| THE PROBLEM |
Transcribe the entries exactly as they stand below, passing over any picture.

| INFORMATION SUPPLIED |
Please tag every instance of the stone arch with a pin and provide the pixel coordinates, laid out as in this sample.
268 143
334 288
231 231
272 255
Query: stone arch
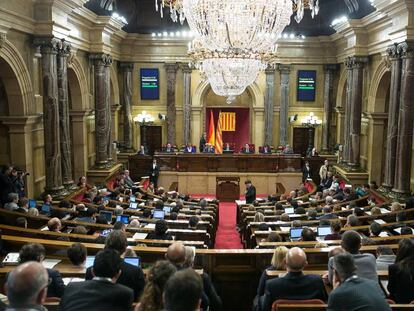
379 90
78 86
16 79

| EXERCISE ANSWER |
Please tag every instance of the stone arch with a pin and provide the pixel coordinates, laid out as in this sample.
268 143
334 288
231 231
272 255
Query: stone arch
379 90
78 86
16 79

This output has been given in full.